**Goal:**
Could you rewrite all of the items below as a two-column CSV with the headers "prompt" and "points"? Give one row per item, with its text and its answer each in a single quoted field and line breaks turned into spaces.

**Extracted entries:**
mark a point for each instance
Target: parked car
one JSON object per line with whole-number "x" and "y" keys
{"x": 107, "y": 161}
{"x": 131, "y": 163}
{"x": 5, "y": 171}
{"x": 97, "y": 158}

**Output below:**
prompt,points
"mark a point for each instance Target: parked car one JSON object per line with whole-number ""x"" and ""y"" keys","{""x"": 107, ""y"": 161} {""x"": 131, ""y"": 163} {""x"": 5, ""y"": 171} {""x"": 97, ""y"": 158}"